The answer must consist solely of the line that contains "If you could point out the player's hand" and all subsequent lines of the data, each reproduced exactly.

_Study material_
● ● ●

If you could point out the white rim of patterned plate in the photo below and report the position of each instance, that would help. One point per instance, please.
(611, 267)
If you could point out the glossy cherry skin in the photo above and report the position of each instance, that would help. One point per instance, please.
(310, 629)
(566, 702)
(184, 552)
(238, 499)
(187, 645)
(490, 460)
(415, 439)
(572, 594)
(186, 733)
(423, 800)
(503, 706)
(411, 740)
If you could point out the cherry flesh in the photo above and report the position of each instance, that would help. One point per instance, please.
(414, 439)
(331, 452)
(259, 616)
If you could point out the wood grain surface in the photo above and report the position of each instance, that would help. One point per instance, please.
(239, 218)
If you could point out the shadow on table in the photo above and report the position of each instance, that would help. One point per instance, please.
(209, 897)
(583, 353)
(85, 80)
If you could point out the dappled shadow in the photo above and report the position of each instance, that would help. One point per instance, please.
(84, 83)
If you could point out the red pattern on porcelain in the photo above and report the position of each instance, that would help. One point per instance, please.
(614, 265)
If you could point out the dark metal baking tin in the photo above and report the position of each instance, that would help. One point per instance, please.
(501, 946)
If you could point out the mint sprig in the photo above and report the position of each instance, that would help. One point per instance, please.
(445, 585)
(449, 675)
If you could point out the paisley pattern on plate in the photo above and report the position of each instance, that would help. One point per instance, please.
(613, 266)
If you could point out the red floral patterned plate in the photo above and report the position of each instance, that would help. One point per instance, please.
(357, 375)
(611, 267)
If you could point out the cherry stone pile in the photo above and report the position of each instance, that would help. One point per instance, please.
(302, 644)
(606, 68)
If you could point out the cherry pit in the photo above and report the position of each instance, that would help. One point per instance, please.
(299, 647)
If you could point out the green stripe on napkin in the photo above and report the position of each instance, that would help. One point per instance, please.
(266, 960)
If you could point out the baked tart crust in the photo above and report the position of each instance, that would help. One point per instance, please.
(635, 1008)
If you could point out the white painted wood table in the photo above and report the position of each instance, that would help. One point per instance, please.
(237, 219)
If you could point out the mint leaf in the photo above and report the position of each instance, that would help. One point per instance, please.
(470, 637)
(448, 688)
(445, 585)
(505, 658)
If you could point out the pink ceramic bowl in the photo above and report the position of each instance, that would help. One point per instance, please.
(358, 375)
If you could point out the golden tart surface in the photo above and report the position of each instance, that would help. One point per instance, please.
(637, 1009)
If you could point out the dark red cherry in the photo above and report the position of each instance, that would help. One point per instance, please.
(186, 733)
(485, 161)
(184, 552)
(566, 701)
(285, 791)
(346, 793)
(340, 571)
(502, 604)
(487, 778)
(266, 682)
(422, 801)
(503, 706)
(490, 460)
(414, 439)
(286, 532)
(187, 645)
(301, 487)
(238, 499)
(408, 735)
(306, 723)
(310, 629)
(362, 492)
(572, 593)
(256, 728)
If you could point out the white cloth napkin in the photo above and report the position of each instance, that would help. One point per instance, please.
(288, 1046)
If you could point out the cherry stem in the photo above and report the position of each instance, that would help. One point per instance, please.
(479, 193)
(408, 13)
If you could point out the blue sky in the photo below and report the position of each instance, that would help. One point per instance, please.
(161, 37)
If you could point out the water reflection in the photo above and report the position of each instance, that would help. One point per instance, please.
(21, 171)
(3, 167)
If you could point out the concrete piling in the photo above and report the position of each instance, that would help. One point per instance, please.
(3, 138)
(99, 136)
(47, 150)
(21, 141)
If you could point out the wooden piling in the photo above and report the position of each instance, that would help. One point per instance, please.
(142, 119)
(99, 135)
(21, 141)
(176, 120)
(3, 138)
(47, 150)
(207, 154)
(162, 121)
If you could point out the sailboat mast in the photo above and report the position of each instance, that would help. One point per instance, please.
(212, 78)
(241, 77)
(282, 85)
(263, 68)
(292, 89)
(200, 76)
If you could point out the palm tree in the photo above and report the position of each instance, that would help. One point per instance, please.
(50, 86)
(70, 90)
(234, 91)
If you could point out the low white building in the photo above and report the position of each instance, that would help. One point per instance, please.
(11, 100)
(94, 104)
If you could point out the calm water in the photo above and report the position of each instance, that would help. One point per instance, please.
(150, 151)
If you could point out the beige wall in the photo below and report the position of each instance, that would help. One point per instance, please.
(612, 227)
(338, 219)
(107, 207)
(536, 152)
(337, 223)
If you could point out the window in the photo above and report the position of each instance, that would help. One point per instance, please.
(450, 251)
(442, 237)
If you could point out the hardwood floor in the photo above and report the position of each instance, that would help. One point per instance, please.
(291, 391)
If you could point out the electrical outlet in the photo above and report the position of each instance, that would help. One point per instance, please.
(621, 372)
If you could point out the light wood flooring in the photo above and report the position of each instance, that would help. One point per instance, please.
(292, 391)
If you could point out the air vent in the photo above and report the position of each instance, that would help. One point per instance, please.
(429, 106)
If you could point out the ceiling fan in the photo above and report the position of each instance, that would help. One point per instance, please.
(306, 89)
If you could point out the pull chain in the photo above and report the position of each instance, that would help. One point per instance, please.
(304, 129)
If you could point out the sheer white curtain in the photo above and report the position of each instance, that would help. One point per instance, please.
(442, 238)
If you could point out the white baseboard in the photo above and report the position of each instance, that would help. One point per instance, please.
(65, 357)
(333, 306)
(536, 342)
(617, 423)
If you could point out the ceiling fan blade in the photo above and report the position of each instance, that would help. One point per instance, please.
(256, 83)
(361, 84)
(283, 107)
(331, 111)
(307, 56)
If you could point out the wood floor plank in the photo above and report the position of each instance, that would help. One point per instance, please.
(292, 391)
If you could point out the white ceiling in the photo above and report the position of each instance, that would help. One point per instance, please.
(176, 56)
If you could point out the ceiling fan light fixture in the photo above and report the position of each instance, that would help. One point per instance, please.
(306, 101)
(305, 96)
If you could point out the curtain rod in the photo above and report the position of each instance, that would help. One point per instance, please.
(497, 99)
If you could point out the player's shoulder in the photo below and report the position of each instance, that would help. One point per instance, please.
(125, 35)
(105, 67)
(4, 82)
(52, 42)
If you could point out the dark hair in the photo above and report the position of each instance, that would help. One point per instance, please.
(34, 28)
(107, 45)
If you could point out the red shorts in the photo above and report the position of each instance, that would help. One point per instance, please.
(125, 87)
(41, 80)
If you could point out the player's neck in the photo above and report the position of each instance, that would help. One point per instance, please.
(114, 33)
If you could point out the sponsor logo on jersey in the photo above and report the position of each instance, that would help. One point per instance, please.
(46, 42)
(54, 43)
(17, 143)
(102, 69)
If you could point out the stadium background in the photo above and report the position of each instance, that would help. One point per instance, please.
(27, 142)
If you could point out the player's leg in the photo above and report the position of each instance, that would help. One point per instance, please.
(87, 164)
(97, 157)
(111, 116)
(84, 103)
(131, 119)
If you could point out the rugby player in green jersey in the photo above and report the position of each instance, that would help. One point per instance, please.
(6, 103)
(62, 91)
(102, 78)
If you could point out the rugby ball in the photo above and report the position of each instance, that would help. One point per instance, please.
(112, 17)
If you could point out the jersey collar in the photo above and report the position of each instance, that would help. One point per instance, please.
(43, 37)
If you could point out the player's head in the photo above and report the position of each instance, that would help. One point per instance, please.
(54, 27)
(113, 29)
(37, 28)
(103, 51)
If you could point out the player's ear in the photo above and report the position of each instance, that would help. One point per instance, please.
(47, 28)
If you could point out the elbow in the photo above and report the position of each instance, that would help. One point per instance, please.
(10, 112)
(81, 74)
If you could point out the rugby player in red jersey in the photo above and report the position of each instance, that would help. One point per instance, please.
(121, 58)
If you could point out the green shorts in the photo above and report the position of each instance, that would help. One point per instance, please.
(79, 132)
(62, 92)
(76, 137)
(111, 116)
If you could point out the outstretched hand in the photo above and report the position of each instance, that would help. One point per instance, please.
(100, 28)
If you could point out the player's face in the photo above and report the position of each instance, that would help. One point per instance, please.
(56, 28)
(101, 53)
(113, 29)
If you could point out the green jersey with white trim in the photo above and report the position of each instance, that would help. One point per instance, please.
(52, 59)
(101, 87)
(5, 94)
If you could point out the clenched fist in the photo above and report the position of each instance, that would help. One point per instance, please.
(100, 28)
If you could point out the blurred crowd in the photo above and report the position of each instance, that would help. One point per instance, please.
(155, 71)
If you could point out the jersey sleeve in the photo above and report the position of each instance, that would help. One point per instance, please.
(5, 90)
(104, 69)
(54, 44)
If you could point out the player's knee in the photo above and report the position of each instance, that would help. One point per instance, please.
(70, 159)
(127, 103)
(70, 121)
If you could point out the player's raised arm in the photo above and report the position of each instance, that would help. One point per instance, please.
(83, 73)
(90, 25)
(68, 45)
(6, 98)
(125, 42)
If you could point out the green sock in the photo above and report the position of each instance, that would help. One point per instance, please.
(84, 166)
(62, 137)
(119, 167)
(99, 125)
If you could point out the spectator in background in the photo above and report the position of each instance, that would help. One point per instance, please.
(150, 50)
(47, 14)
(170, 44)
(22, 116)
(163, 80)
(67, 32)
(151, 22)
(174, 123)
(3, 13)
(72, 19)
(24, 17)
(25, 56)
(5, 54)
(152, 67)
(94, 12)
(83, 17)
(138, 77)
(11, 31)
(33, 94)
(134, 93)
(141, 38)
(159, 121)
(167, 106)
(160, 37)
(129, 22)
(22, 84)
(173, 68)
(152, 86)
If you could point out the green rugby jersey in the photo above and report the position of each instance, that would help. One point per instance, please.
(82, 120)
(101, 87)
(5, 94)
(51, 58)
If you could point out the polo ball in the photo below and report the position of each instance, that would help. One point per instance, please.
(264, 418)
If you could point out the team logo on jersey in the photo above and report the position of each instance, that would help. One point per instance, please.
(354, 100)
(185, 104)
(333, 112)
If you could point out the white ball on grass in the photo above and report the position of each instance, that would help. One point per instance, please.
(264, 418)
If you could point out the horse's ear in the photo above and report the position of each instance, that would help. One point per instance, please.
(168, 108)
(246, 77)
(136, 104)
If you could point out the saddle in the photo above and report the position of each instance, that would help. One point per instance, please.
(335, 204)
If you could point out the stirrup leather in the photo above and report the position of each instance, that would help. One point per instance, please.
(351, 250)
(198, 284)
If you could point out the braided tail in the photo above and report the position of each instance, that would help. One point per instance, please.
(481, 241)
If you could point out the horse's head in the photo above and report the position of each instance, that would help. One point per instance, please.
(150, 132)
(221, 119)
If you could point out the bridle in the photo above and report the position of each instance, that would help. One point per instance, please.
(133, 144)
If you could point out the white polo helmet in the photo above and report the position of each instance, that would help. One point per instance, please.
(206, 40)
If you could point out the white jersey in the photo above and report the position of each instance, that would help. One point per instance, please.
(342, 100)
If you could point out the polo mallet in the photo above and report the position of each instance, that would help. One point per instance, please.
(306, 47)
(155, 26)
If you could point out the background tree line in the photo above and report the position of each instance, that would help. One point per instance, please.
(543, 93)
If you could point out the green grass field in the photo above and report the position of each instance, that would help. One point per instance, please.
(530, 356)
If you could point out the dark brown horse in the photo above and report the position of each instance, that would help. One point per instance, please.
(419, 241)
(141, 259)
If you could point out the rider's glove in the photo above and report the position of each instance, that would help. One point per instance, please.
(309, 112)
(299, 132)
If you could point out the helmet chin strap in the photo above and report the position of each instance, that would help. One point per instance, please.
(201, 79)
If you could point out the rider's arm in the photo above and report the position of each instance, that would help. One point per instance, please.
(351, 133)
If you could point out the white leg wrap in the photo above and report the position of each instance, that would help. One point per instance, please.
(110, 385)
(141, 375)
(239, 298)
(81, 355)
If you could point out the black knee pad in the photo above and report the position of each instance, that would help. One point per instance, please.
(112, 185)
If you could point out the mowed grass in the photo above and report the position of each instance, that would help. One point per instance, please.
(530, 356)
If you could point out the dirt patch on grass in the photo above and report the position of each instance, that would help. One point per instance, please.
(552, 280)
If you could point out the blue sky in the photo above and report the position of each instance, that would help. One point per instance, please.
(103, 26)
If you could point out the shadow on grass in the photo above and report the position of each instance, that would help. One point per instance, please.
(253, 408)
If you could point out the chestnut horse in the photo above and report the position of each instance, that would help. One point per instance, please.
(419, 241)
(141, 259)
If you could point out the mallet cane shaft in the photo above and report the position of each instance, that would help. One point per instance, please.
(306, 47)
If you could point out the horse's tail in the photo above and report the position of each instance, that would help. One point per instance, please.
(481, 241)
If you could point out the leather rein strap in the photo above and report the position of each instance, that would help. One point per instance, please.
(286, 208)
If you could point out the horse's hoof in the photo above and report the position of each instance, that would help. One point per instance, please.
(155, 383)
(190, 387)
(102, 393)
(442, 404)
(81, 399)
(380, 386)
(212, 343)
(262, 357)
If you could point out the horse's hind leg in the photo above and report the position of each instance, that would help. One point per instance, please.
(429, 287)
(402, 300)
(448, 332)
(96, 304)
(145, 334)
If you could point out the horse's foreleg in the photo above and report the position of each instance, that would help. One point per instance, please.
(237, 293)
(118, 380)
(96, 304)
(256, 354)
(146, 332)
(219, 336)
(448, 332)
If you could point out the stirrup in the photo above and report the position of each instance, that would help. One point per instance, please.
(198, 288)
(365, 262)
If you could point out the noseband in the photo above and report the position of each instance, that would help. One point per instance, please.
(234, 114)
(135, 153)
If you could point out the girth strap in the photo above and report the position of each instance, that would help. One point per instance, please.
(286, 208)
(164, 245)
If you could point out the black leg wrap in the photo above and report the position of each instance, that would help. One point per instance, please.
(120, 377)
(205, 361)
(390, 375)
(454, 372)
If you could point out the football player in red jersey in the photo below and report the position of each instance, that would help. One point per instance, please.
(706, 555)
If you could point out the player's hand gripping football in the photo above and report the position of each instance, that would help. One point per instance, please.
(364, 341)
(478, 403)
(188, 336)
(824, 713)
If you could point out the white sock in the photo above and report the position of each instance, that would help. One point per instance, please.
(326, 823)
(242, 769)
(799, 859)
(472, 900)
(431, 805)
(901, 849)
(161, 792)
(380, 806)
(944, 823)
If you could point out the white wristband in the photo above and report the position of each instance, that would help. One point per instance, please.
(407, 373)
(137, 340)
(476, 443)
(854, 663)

● ● ●

_Answer section_
If you could point out the player's hand gripping football in the photo above and report the position of each instance, that would help. One point per instance, please.
(364, 341)
(478, 403)
(188, 336)
(824, 713)
If you could point out the white sock in the photo above and report the position of each instance, that would help. One point per instance, please.
(326, 823)
(242, 769)
(799, 859)
(472, 900)
(431, 805)
(901, 849)
(161, 792)
(380, 806)
(944, 823)
If you could point out the white wristband in the photo above and report the position of each instance, that would help. One point per instance, please.
(407, 373)
(137, 340)
(476, 443)
(854, 663)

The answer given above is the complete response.